(Coordinate annotation records)
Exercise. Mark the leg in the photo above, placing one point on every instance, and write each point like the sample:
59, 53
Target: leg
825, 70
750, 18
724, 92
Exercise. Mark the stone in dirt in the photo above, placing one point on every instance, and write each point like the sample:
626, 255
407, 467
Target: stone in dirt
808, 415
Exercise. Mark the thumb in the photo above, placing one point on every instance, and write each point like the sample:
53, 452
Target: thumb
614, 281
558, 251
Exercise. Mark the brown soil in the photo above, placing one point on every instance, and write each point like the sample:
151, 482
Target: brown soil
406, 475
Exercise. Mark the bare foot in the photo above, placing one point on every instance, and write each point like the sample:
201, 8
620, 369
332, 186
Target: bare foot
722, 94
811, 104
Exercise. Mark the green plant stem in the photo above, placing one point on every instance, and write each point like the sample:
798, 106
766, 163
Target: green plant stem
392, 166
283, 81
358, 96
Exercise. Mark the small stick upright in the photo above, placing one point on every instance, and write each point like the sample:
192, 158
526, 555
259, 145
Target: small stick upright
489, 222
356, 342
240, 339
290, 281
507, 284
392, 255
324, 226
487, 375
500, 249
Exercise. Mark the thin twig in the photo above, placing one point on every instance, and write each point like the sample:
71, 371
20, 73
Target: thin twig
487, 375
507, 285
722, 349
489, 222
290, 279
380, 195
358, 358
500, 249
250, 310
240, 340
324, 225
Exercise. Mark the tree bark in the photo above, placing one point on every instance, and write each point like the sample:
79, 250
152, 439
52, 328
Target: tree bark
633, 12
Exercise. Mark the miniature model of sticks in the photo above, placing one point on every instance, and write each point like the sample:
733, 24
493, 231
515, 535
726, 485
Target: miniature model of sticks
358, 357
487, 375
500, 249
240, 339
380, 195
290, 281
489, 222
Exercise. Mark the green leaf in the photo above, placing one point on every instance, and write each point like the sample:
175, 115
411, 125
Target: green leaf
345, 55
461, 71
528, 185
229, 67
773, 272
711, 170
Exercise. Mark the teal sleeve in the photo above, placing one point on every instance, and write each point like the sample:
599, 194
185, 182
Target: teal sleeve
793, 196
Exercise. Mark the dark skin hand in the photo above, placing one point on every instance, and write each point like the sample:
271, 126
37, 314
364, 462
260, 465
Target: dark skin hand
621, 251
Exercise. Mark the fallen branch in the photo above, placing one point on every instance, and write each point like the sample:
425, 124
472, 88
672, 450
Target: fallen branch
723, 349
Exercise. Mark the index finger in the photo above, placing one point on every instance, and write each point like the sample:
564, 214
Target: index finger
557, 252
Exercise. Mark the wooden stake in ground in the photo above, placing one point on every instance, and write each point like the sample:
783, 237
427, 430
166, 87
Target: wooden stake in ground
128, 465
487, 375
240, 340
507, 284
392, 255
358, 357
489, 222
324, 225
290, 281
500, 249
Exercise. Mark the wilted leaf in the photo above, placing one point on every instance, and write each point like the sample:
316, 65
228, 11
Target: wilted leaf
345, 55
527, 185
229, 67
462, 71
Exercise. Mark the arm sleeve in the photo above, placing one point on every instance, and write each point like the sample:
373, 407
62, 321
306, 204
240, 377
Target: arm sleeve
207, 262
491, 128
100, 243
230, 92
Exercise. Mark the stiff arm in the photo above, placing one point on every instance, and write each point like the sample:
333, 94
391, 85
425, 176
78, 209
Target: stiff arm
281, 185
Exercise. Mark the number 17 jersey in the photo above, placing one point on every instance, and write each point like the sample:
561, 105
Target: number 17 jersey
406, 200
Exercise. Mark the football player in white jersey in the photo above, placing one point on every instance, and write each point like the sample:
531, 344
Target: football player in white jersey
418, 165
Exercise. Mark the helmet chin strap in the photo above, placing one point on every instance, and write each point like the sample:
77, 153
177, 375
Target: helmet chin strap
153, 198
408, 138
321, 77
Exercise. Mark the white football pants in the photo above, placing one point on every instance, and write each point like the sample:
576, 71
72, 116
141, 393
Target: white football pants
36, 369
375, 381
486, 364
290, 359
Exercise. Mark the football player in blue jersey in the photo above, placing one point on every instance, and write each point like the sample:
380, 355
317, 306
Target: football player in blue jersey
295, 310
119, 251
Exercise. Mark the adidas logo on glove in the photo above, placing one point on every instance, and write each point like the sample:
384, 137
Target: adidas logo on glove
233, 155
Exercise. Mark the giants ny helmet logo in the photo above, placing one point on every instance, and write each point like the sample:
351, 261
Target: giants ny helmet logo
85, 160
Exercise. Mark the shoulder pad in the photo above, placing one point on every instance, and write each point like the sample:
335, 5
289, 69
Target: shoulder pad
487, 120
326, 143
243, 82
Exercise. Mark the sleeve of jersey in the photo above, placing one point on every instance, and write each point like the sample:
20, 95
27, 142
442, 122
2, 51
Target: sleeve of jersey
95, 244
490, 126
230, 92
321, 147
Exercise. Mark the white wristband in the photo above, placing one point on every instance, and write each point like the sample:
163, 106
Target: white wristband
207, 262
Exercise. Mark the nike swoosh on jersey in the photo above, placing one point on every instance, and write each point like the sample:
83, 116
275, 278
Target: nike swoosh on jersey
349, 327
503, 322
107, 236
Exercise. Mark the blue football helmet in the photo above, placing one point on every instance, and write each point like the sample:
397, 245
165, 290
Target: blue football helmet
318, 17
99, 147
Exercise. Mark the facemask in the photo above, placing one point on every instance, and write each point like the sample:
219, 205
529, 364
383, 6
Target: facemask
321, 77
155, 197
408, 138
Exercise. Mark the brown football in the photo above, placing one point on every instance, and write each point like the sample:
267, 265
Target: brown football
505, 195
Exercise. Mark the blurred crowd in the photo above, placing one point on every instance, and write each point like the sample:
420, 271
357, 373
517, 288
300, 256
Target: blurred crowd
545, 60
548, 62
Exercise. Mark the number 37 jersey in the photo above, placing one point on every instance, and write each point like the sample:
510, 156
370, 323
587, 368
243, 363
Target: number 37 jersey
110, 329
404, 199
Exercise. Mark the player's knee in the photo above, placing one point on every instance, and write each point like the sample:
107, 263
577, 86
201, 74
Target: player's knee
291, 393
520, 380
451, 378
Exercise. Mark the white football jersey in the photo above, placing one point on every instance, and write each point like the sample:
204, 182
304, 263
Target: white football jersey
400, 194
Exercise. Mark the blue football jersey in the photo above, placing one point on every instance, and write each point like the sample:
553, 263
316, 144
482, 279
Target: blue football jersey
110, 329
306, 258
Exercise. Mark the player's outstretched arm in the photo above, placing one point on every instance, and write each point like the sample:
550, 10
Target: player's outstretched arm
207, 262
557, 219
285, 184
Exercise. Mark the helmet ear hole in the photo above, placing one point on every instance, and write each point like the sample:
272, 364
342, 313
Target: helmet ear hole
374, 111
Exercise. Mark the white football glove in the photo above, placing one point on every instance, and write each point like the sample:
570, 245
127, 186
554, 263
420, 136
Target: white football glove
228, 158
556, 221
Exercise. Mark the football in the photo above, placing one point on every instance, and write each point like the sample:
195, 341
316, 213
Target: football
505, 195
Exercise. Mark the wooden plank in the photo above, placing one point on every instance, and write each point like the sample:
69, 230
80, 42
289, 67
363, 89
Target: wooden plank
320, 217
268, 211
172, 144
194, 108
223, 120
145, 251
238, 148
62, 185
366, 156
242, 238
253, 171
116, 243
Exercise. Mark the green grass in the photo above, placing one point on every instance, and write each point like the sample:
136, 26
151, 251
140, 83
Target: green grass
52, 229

-- EXERCISE DIRECTIONS --
Please arrange every line of the rows above as a JSON list of strings, with one string per line and blank lines left out.

-- SOLUTION TO THIS PROBLEM --
[
  "Exercise. Mark the leg in the photo above, placing one point on every instance, and write each point like the sample:",
  "59, 53",
  "Target: leg",
  "825, 70",
  "750, 18",
  "724, 92",
  "Exercise. Mark the stone in dirt in the photo above, placing one point on every instance, and write each point like the sample:",
  "626, 255",
  "407, 467",
  "Target: stone in dirt",
  "808, 415",
  "Exercise. Mark the thumb in the photo above, placing one point on every instance, and write each point like the sample:",
  "53, 452",
  "Target: thumb",
  "614, 281",
  "558, 251",
  "Exercise. Mark the brown soil in the photo above, placing one point on every instance, and write each point like the sample:",
  "151, 482",
  "Target: brown soil",
  "406, 475",
  "Exercise. Mark the bare foot in the photo above, placing one point on every instance, and write each point like the sample:",
  "201, 8",
  "620, 369",
  "332, 186",
  "Target: bare foot",
  "722, 94",
  "811, 104",
  "Exercise. Mark the green plant stem in the photo above, placing one point on every instance, and write each point like the sample:",
  "798, 106",
  "766, 163",
  "Target: green plant stem",
  "392, 166",
  "283, 81",
  "358, 96",
  "Exercise. Mark the small stick upright in the photo above, placing one point on every instance, and write each point like the sample:",
  "192, 158",
  "526, 555",
  "259, 145",
  "Target: small stick upright",
  "489, 222",
  "356, 342",
  "240, 339",
  "290, 281",
  "507, 284",
  "392, 255",
  "324, 226",
  "487, 375",
  "500, 249",
  "Exercise. Mark the thin twig in the photo above, placing one point on every instance, and write each point like the sample:",
  "71, 371",
  "20, 73",
  "Target: thin twig",
  "487, 375",
  "507, 285",
  "722, 349",
  "489, 222",
  "290, 279",
  "380, 195",
  "358, 358",
  "500, 249",
  "250, 310",
  "240, 340",
  "324, 225",
  "Exercise. Mark the tree bark in the photo above, placing one point on every instance, and write each point like the sample:",
  "79, 250",
  "152, 439",
  "52, 328",
  "Target: tree bark",
  "633, 12",
  "Exercise. Mark the miniature model of sticks in the photo above, placing one point on every instance, and write each point like the sample:",
  "733, 24",
  "493, 231",
  "515, 535",
  "726, 485",
  "Target: miniature model of sticks",
  "358, 357",
  "487, 375",
  "500, 249",
  "240, 339",
  "380, 195",
  "290, 281",
  "489, 222",
  "Exercise. Mark the green leaf in the photo above, placing one point on every instance, and write each point like the sample:",
  "175, 115",
  "411, 125",
  "Target: green leaf",
  "345, 55",
  "461, 71",
  "528, 185",
  "229, 67",
  "773, 272",
  "711, 170",
  "Exercise. Mark the teal sleeve in the photo above, placing one point on every instance, and write each point like the sample:",
  "599, 194",
  "185, 182",
  "Target: teal sleeve",
  "793, 196",
  "Exercise. Mark the dark skin hand in the photo above, placing one point on every instance, and write each point like the sample:",
  "271, 126",
  "37, 314",
  "364, 462",
  "260, 465",
  "Target: dark skin hand",
  "621, 251",
  "Exercise. Mark the fallen branch in the photo above, placing one point on every instance, and write each point like the sample:",
  "425, 124",
  "472, 88",
  "672, 450",
  "Target: fallen branch",
  "723, 349",
  "Exercise. Mark the index finger in the photo above, placing one point on every instance, and write each point like the sample:",
  "564, 214",
  "Target: index finger",
  "557, 252",
  "Exercise. Mark the wooden stake in ground in the photo above, placing one point on every instance, and write each point like the sample:",
  "783, 237",
  "427, 430",
  "166, 87",
  "Target: wooden stake in ground",
  "128, 465",
  "487, 375",
  "240, 340",
  "507, 284",
  "392, 255",
  "358, 357",
  "489, 222",
  "324, 225",
  "290, 281",
  "500, 249",
  "Exercise. Mark the wilted leaf in the photo above, placing one point on every instance, and write each point like the sample:",
  "316, 65",
  "228, 11",
  "Target: wilted leaf",
  "345, 55",
  "527, 185",
  "229, 67",
  "462, 71",
  "Exercise. Mark the arm sleeve in the photo above, placing one point on every instance, and write each point like the sample:",
  "373, 407",
  "62, 321",
  "306, 204",
  "240, 377",
  "Target: arm sleeve",
  "207, 262",
  "491, 128",
  "100, 243",
  "230, 92",
  "Exercise. Mark the stiff arm in the photo above, placing one point on every instance, and write each point like the sample:",
  "333, 94",
  "391, 85",
  "425, 176",
  "78, 209",
  "Target: stiff arm",
  "281, 185",
  "Exercise. Mark the number 17 jersey in the photo above, placing one point on every instance, and write each point like the sample:",
  "561, 105",
  "Target: number 17 jersey",
  "406, 200",
  "Exercise. Mark the football player in white jersey in the photo above, placing one point on every instance, and write each point like the sample:",
  "531, 344",
  "Target: football player in white jersey",
  "418, 165",
  "Exercise. Mark the helmet chin strap in the photo above, placing one point on every instance, and write each point like the sample:",
  "77, 153",
  "177, 375",
  "Target: helmet chin strap",
  "153, 198",
  "408, 138",
  "321, 77",
  "Exercise. Mark the white football pants in the photo above, placing one point on every instance, and write each point like the sample:",
  "576, 71",
  "72, 116",
  "141, 393",
  "Target: white football pants",
  "36, 369",
  "375, 381",
  "486, 364",
  "290, 359",
  "Exercise. Mark the football player in blue jersey in the photo above, placing one point on every instance, and write each point like the sample:",
  "380, 355",
  "317, 306",
  "Target: football player in blue jersey",
  "295, 310",
  "119, 251",
  "Exercise. Mark the adidas logo on glove in the photo above, placing one point on every instance, and write each point like the sample:",
  "384, 137",
  "Target: adidas logo on glove",
  "233, 155",
  "Exercise. Mark the giants ny helmet logo in the photo above, placing one point on every instance, and write each point like the sample:",
  "351, 261",
  "Target: giants ny helmet logo",
  "85, 160",
  "Exercise. Mark the shoulder pad in the photo above, placing one point on every instance, and write each point like the sample:",
  "335, 5",
  "289, 69",
  "Target: shoulder pad",
  "487, 120",
  "326, 143",
  "243, 82",
  "Exercise. Mark the sleeve of jersey in the photo above, placing one point on every instance, and write each point like the sample:",
  "20, 95",
  "27, 142",
  "442, 122",
  "2, 51",
  "Target: sleeve of jersey",
  "95, 244",
  "490, 126",
  "230, 92",
  "321, 147",
  "Exercise. Mark the white wristband in the photo above, placing one point on every instance, and write each point like the sample:",
  "163, 106",
  "Target: white wristband",
  "207, 262",
  "Exercise. Mark the nike swoosh on jersey in the photo above, placing one point on every instance, and write each point like the sample:",
  "83, 116",
  "275, 278",
  "Target: nike swoosh on jersey",
  "349, 327",
  "503, 322",
  "107, 236",
  "Exercise. Mark the blue football helmet in the photo above, placing one point on every instance, and write each point like the sample:",
  "397, 245",
  "165, 290",
  "Target: blue football helmet",
  "318, 17",
  "99, 147",
  "Exercise. Mark the facemask in the photo above, placing one point on every instance, and write each point like the sample:",
  "219, 205",
  "529, 364",
  "383, 6",
  "Target: facemask",
  "321, 77",
  "155, 197",
  "408, 138",
  "Exercise. Mark the brown football in the photo above, placing one point on every instance, and write each point like the sample:",
  "267, 265",
  "Target: brown football",
  "505, 195",
  "Exercise. Mark the blurred crowd in the photo above, placing one point on every instance, and write each point like the sample:",
  "420, 271",
  "357, 373",
  "517, 288",
  "300, 256",
  "Target: blurred crowd",
  "545, 60",
  "548, 62",
  "Exercise. Mark the number 37 jersey in the photo above, placing one point on every instance, and write each point like the sample:",
  "510, 156",
  "370, 323",
  "587, 368",
  "243, 363",
  "Target: number 37 jersey",
  "110, 329",
  "404, 199",
  "Exercise. Mark the player's knee in the photo above, placing one point on every instance, and write each point like the sample:",
  "107, 263",
  "577, 86",
  "201, 74",
  "Target: player's knee",
  "291, 393",
  "520, 380",
  "451, 378",
  "Exercise. Mark the white football jersey in the photo above, placing one point on every instance, and write each point like the sample:",
  "204, 182",
  "304, 263",
  "Target: white football jersey",
  "400, 194",
  "Exercise. Mark the blue football jersey in the photo above, placing one point on every instance, and write each point like the sample:",
  "553, 263",
  "316, 144",
  "482, 279",
  "Target: blue football jersey",
  "110, 329",
  "306, 258",
  "Exercise. Mark the player's outstretched arm in the photo above, placing one point on every instance, and write each point like the sample:",
  "550, 10",
  "Target: player's outstretched arm",
  "207, 262",
  "557, 219",
  "285, 184",
  "Exercise. Mark the helmet ear hole in the photo above, placing one point on every instance, and write each point like the sample:",
  "272, 364",
  "342, 313",
  "Target: helmet ear hole",
  "374, 111",
  "Exercise. Mark the white football glove in the photo above, placing one point on every instance, and write each point like the sample:",
  "570, 245",
  "127, 186",
  "554, 263",
  "420, 136",
  "Target: white football glove",
  "228, 158",
  "556, 221",
  "Exercise. Mark the football in the photo above, placing one point on every instance, and write each point like the sample:",
  "195, 341",
  "316, 213",
  "Target: football",
  "505, 195",
  "Exercise. Mark the wooden plank in the photo above, placing one point on every instance, and write each point like the sample:",
  "69, 230",
  "80, 42",
  "289, 67",
  "363, 89",
  "Target: wooden plank",
  "320, 217",
  "268, 211",
  "172, 144",
  "194, 108",
  "223, 120",
  "145, 251",
  "238, 148",
  "62, 185",
  "366, 156",
  "242, 238",
  "253, 171",
  "116, 243",
  "Exercise. Mark the green grass in the photo above, placing one point on every instance, and write each point like the sample:",
  "136, 26",
  "151, 251",
  "140, 83",
  "Target: green grass",
  "52, 229"
]